# WHAT TO PRODUCE:
Every line of the listing must be repeated in the answer without alteration.

# EXCERPTED DATA:
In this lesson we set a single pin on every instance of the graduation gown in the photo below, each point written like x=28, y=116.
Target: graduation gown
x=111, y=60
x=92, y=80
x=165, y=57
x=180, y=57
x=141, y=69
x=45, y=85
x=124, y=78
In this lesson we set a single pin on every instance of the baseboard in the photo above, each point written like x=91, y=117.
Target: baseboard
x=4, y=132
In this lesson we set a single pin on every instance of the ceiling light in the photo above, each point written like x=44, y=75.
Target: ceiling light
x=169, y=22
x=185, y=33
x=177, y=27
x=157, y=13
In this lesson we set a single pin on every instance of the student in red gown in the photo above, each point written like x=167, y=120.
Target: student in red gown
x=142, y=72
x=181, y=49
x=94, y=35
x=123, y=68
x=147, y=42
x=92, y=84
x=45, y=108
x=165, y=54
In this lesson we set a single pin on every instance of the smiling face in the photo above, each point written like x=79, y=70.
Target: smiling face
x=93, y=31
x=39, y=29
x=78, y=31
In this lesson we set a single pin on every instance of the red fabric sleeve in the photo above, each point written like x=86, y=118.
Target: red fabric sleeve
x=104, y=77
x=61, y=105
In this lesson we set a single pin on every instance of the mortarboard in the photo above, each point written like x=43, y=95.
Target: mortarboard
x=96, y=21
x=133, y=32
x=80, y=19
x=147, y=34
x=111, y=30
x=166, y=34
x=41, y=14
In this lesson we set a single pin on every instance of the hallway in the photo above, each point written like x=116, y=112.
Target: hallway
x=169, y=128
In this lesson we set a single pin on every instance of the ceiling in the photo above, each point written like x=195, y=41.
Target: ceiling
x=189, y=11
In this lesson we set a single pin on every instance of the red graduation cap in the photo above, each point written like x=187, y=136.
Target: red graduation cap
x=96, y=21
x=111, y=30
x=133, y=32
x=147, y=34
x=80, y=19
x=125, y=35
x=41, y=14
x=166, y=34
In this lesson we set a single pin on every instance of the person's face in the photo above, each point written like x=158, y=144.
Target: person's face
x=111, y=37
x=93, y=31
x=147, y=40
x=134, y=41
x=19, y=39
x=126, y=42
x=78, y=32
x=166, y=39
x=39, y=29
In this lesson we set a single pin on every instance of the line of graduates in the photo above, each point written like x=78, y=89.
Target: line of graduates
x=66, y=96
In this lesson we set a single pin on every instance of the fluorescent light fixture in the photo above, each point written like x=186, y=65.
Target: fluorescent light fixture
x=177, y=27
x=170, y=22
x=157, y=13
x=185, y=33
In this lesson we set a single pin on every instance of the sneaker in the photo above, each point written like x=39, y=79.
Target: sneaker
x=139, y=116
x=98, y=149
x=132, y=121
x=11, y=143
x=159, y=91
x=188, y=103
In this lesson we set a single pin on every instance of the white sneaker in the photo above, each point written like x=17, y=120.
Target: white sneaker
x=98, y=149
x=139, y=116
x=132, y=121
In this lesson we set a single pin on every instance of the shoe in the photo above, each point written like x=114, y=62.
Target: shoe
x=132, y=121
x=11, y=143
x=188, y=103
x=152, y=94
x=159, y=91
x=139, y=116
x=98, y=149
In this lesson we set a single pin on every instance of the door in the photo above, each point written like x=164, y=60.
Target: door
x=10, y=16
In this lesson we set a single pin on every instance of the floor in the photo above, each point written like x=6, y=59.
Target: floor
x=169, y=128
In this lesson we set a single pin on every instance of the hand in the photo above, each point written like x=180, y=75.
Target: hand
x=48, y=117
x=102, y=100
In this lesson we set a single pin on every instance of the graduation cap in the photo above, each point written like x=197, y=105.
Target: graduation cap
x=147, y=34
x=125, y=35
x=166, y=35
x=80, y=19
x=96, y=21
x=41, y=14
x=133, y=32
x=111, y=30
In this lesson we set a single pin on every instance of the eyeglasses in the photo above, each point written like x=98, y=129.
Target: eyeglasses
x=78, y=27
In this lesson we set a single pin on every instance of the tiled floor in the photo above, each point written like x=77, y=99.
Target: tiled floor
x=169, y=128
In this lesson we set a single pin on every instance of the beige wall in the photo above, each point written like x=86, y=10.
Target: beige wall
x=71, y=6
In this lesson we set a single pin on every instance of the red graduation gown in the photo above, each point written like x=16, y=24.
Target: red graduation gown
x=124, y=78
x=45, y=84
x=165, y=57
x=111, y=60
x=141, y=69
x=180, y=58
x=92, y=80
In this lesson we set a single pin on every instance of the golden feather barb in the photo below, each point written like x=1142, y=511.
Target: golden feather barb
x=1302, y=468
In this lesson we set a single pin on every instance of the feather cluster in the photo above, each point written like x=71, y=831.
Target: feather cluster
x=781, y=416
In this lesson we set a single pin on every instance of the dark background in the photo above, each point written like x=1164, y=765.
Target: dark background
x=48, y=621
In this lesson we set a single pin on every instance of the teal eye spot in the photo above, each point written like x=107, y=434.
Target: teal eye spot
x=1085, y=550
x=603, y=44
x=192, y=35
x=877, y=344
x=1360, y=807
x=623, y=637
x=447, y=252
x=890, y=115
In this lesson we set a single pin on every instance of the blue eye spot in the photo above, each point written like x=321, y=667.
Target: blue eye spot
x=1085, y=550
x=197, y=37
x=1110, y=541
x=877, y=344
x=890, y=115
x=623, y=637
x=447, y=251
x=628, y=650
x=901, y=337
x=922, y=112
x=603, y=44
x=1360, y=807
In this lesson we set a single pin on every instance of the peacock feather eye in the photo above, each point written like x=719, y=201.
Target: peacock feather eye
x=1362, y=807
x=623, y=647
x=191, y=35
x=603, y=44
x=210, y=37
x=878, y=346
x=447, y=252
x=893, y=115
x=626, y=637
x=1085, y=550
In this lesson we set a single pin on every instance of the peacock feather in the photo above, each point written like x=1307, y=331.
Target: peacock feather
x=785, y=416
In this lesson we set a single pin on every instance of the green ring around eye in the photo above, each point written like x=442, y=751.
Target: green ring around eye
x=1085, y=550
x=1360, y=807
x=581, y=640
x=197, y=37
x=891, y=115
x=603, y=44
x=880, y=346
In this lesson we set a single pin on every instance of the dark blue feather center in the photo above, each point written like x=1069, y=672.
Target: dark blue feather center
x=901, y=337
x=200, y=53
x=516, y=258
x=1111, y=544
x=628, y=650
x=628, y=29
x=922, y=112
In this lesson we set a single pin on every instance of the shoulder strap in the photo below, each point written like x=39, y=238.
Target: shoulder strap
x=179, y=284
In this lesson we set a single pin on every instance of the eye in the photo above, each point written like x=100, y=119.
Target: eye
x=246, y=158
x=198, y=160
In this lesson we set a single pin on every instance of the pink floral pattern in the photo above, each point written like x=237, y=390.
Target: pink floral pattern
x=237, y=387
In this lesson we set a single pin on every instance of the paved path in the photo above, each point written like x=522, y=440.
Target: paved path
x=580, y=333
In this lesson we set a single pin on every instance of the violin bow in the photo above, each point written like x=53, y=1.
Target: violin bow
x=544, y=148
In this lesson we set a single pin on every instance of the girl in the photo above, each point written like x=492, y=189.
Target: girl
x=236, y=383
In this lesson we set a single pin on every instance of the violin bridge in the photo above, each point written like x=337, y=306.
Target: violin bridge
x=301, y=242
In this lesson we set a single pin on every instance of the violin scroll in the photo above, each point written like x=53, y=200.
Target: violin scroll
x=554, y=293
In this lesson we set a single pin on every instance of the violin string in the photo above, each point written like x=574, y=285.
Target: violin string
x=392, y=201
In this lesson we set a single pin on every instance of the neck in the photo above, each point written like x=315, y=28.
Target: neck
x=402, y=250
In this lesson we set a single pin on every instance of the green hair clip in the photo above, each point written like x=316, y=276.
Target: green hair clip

# OUTPUT OF THE EXERCISE:
In this lesson we set a single pin on every instance of the graduation gown in the photo below, each point written like x=28, y=116.
Target: graduation gown
x=111, y=60
x=92, y=80
x=165, y=57
x=180, y=57
x=141, y=69
x=45, y=85
x=124, y=78
In this lesson we set a single pin on every instance of the baseboard in the photo above, each point written like x=91, y=117.
Target: baseboard
x=4, y=132
In this lesson we set a single pin on every instance of the ceiling light in the photo above, each point written like x=44, y=75.
Target: ceiling light
x=169, y=22
x=185, y=33
x=177, y=27
x=157, y=13
In this lesson we set a single pin on every instance of the student in red gown in the photo above, each point written like x=167, y=120.
Target: student in red gown
x=142, y=72
x=181, y=49
x=94, y=35
x=123, y=68
x=147, y=42
x=92, y=84
x=45, y=108
x=165, y=54
In this lesson we set a single pin on every instance of the smiling face in the photo above, each point written like x=79, y=70.
Target: smiling face
x=93, y=31
x=39, y=29
x=78, y=31
In this lesson we set a single pin on every instance of the red fabric sleeve in the photo above, each point written like x=86, y=118.
Target: red fabric sleeve
x=104, y=77
x=61, y=105
In this lesson we set a single pin on every instance of the mortarboard in the photo above, each point written like x=43, y=95.
Target: mortarboard
x=96, y=21
x=133, y=32
x=80, y=19
x=147, y=34
x=111, y=30
x=166, y=34
x=41, y=14
In this lesson we set a single pin on every instance of the hallway in the photo above, each point written like x=116, y=112.
Target: hallway
x=169, y=128
In this lesson we set a single pin on every instance of the ceiling in the photo above, each point written like x=195, y=41.
Target: ceiling
x=189, y=11
In this lesson we set a single pin on every instance of the red graduation cap in the photo above, each point written like x=187, y=136.
Target: red graduation cap
x=96, y=21
x=111, y=30
x=133, y=32
x=147, y=34
x=80, y=19
x=125, y=35
x=41, y=14
x=166, y=34
In this lesson we set a single pin on every instance of the person's face in the photo above, each point written like x=158, y=144.
Target: person's face
x=111, y=37
x=93, y=31
x=147, y=40
x=134, y=41
x=19, y=39
x=126, y=42
x=78, y=32
x=166, y=39
x=39, y=29
In this lesson we set a single pin on every instance of the line of graduates in the photo above, each point written like x=78, y=89.
Target: line of graduates
x=66, y=96
In this lesson we set a single pin on every instance of the fluorescent light fixture in the photo above, each point written like x=186, y=65.
Target: fluorescent light fixture
x=177, y=27
x=170, y=22
x=157, y=13
x=185, y=33
In this lesson we set a single pin on every instance of the sneaker in the photo above, each point written like x=39, y=79.
Target: sneaker
x=139, y=116
x=98, y=149
x=132, y=121
x=11, y=143
x=159, y=91
x=188, y=103
In this lesson we set a single pin on every instance of the white sneaker in the photo above, each point written like x=17, y=120.
Target: white sneaker
x=98, y=149
x=139, y=116
x=132, y=121
In this lesson we set a single pin on every instance of the shoe in the photo above, each point written like x=114, y=62.
Target: shoe
x=132, y=121
x=11, y=143
x=188, y=103
x=152, y=94
x=159, y=91
x=139, y=116
x=98, y=149
In this lesson we set a single pin on every instance of the door in the photo above, each point written like x=164, y=60.
Target: door
x=10, y=16
In this lesson we set a single pin on every instance of the floor in the photo above, each point written like x=6, y=59.
Target: floor
x=169, y=128
In this lesson we set a single pin on every instance of the hand in the photo above, each point written like x=180, y=75.
Target: hand
x=48, y=117
x=102, y=100
In this lesson we set a single pin on every instance of the graduation cap in the photo above, each point written like x=197, y=105.
Target: graduation cap
x=147, y=34
x=125, y=35
x=166, y=35
x=80, y=19
x=96, y=21
x=41, y=14
x=133, y=32
x=111, y=30
In this lesson we set a single pin on every instance of the eyeglasses in the photo above, each point written like x=98, y=129.
Target: eyeglasses
x=78, y=27
In this lesson we set a single pin on every instance of the tiled floor in the photo above, each point written like x=77, y=99.
Target: tiled floor
x=169, y=128
In this lesson we set a single pin on every instance of the beige wall in the photo above, each point written like x=86, y=10.
Target: beige wall
x=71, y=6
In this lesson we set a single pin on every instance of the red graduation gown in the photo above, each point written like x=16, y=24.
Target: red graduation gown
x=124, y=78
x=45, y=84
x=165, y=57
x=111, y=60
x=141, y=69
x=180, y=58
x=92, y=80
In this lesson we set a single pin on every instance of the golden feather barb in the photo below, each point written like x=1142, y=511.
Target: golden feather barb
x=1302, y=468
In this lesson we set a single pin on every instance of the feather cluster in the photo above, each point written like x=71, y=831.
Target: feather cluster
x=781, y=416
In this lesson we set a single pin on every instance of the dark background in the photo above, each point written like x=1164, y=765.
Target: dark background
x=48, y=621
In this lesson we set a single pin on every instance of the teal eye spot in the photo above, each point written like x=107, y=434.
Target: teal eye spot
x=1085, y=550
x=603, y=44
x=192, y=35
x=877, y=344
x=1360, y=807
x=623, y=637
x=447, y=252
x=890, y=115
In this lesson we set a single pin on every instance of the blue eye spot in the photo above, each point written like x=321, y=667.
Target: blue eye spot
x=1085, y=550
x=197, y=37
x=1110, y=541
x=877, y=344
x=890, y=115
x=623, y=637
x=447, y=251
x=628, y=650
x=901, y=337
x=922, y=112
x=603, y=44
x=1360, y=807
In this lesson we set a single pin on every instance of the peacock feather eye in the photo above, each point written like x=719, y=201.
Target: peacock feather eye
x=1362, y=807
x=623, y=647
x=191, y=35
x=603, y=44
x=210, y=37
x=878, y=346
x=447, y=252
x=893, y=115
x=626, y=637
x=1085, y=550
In this lesson we set a single pin on every instance of the peacock feather in the photo above, each point written like x=1307, y=331.
Target: peacock feather
x=785, y=416
In this lesson we set a single pin on every instance of the green ring around eye in the photo above, each point written like x=442, y=751.
Target: green ring around eye
x=1085, y=550
x=1360, y=807
x=581, y=640
x=197, y=37
x=891, y=115
x=603, y=44
x=880, y=346
In this lesson we set a single pin on every instance of the dark blue feather center in the photo above, each point written like x=1069, y=672.
Target: dark blue feather center
x=901, y=337
x=200, y=53
x=516, y=258
x=1111, y=544
x=628, y=650
x=628, y=29
x=922, y=112
In this lesson we set a single pin on every instance of the shoulder strap in the photo below, each point written like x=39, y=238.
Target: shoulder strap
x=179, y=284
In this lesson we set a single pin on every instance of the eye in the photo above, each point written like x=100, y=119.
Target: eye
x=246, y=158
x=198, y=160
In this lesson we set a single pin on every instance of the pink floral pattern in the photo above, each point written like x=237, y=390.
Target: pink floral pattern
x=237, y=387
In this lesson we set a single pin on every instance of the paved path in the photo above, each point written like x=522, y=440.
Target: paved path
x=580, y=333
In this lesson we set a single pin on every instance of the violin bow in the photo above, each point written like x=53, y=1.
Target: violin bow
x=544, y=148
In this lesson we set a single pin on every instance of the girl in the photo above, each point written like x=492, y=189.
Target: girl
x=236, y=383
In this lesson we set a single pin on every instance of the violin bridge in the photo above, each point written like x=337, y=306.
Target: violin bridge
x=301, y=242
In this lesson we set a single pin on every instance of the violin scroll in the photo above, each point written like x=53, y=200.
Target: violin scroll
x=554, y=293
In this lesson we set a single pin on every instance of the violin string in the photo above, each point written like x=574, y=285.
Target: violin string
x=392, y=201
In this lesson we set a single pin on every instance of the neck in the photo above, each point written like x=315, y=28.
Target: neck
x=402, y=250
In this lesson we set a single pin on every instance of the green hair clip in the photo above, each point written like x=316, y=276.
Target: green hair clip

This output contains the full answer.